**Texto suministrado:**
26Abr2024

Asegura que volvería a irse de misión, pues fue esa la vida que escogió cuando se entregó a la fe.

Por: Jose Ignacio Piñango  |   20 Nov, 2021 - 2:47 pm

Gloria Cecilia Narváez, la monja colombiana secuestrada en Malí durante 4 años y 8 meses, recibía golpes, burlas e insultos a diario. En un sentido relato entregado este viernes en rueda de prensa, la religiosa contó, con la voz entrecortada y al borde de las lágrimas, cómo fueron los días en los que apenas lograba dormir y comer, porque, según dijo, «yo para ellos no valía nada, por ser mujer y por ser católica».

Fue secuestrada en febrero del 2017 por cuatro hombres armados con fusiles del Frente de Liberación de Macina, un grupo yihadista, que llegaron a la sede de las hermanas franciscanas, ubicada muy cerca de la frontera con Burkina Faso, buscando a otra religiosa más joven, pero ella, dice, se entregó porque era mayor y consideró que era su deber hacerlo. «Si usted quiere hacerle daño a alguien hágamelo a mí», le dijo al secuestrador. Allí empezó su odisea.

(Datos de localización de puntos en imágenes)
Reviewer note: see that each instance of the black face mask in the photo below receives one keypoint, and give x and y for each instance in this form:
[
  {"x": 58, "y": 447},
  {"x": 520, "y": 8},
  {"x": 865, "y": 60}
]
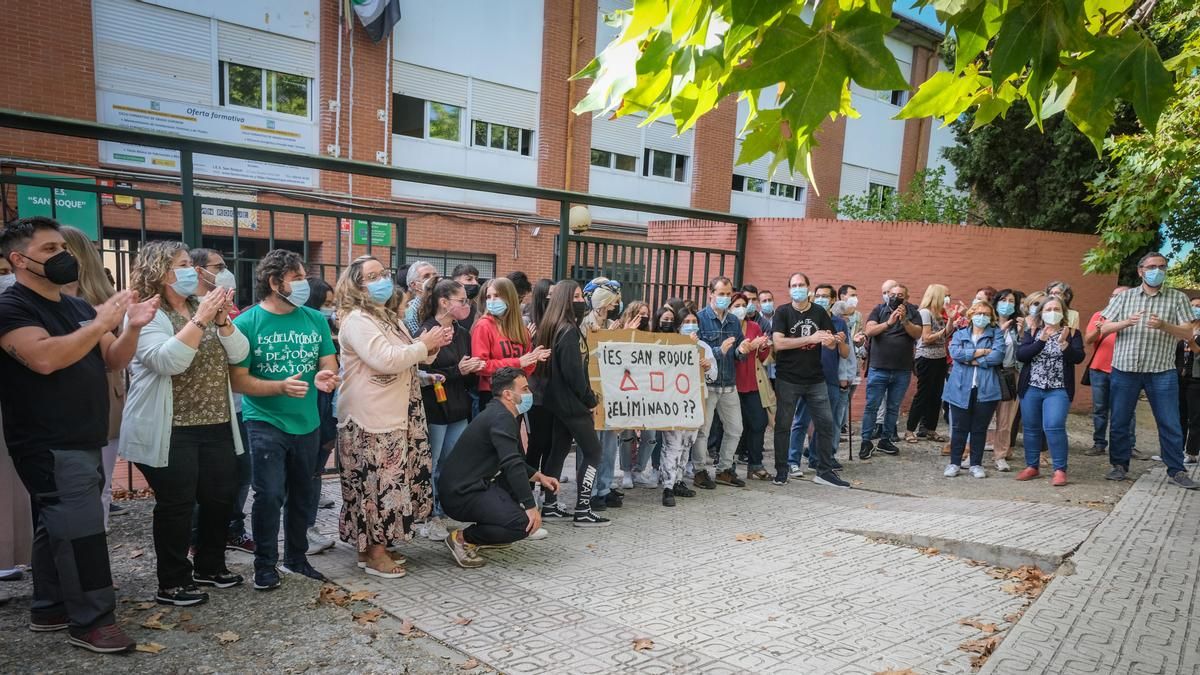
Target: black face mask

**Detalles de tarea:** Transcribe íntegramente y sin modificaciones el texto anterior sobre la monja colombiana secuestrada en Malí.

**Respuesta:**
26Abr2024

Asegura que volvería a irse de misión, pues fue esa la vida que escogió cuando se entregó a la fe.

Por: Jose Ignacio Piñango  |   20 Nov, 2021 - 2:47 pm

Gloria Cecilia Narváez, la monja colombiana secuestrada en Malí durante 4 años y 8 meses, recibía golpes, burlas e insultos a diario. En un sentido relato entregado este viernes en rueda de prensa, la religiosa contó, con la voz entrecortada y al borde de las lágrimas, cómo fueron los días en los que apenas lograba dormir y comer, porque, según dijo, «yo para ellos no valía nada, por ser mujer y por ser católica».

Fue secuestrada en febrero del 2017 por cuatro hombres armados con fusiles del Frente de Liberación de Macina, un grupo yihadista, que llegaron a la sede de las hermanas franciscanas, ubicada muy cerca de la frontera con Burkina Faso, buscando a otra religiosa más joven, pero ella, dice, se entregó porque era mayor y consideró que era su deber hacerlo. «Si usted quiere hacerle daño a alguien hágamelo a mí», le dijo al secuestrador. Allí empezó su odisea.